#### Instructions for the task
Only an exact repetition of the entries counts as an answer.

┌─ Given data

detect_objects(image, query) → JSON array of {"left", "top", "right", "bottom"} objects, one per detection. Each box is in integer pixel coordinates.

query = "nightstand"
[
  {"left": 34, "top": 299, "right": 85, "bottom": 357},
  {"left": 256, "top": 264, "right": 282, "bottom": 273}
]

└─

#### Response area
detect_objects(image, query) → JSON array of {"left", "top", "right", "bottom"} objects, one per detection. Each box is in integer pixel coordinates.

query = "nightstand"
[
  {"left": 34, "top": 299, "right": 85, "bottom": 357},
  {"left": 256, "top": 264, "right": 282, "bottom": 273}
]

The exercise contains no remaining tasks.